_引用文_
= = =

仕事

アニメーター

アニメーターの仕事とは?
年収・なり方から「キツい」「低賃金」
と言われる過酷な現実まで徹底解説!

 

『呪術廻戦』の息をのむ戦闘シーン
『鬼滅の刃』の圧巻の作画。

私たちが熱狂する日本のアニメは、彼ら「アニメーター」の情熱と
ペン先から生み出される「絵」によって支えられています。

「好きなアニメに関わりたい」
「自分の絵で、キャラクターを動かしたい」

この記事は、[芸能・芸術の職業大全]の一部として
そんな「アニメーター」という
世界に誇る「Japanimation」心臓部を担う仕事のリアルを
その収入源から常に隣り合わせの「締め切り」
そして「キツい」と言われる過酷な現実まで、徹底的に解剖します。

 

アニメーターになるには?
必要な資格は?

A. 法律で定められた必須の国家資格や免許は
一切ありません。

究極的には、あなたの「絵」が「商品」として通用すれば
あなたはプロのアニメーターです。

= = =

_取り組む課題_
(1) アニメーターの記事で、仕事のリアルとして徹底的に解剖すると述べられている事柄をすべて列挙してください。
(2) アニメーターの記事のうち「この記事は、[芸能・芸術の職業大全]の一部として」で始まる段落を、要点を残して短くまとめ直してください。
このデータはアニメーターの記事とは関係がありません。

_表示データ_
= = =

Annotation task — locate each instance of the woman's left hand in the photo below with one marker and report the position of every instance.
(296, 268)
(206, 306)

= = =

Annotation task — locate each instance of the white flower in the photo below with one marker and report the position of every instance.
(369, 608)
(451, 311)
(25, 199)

= = =

_完全な解答_
(1)
・その収入源
・常に隣り合わせの「締め切り」
・「キツい」と言われる過酷な現実

(2) 本記事は[芸能・芸術の職業大全]の一部として、「Japanimation」の心臓部を担うアニメーターの仕事のリアルを、収入源や「締め切り」から「キツい」と言われる過酷な現実まで解剖する。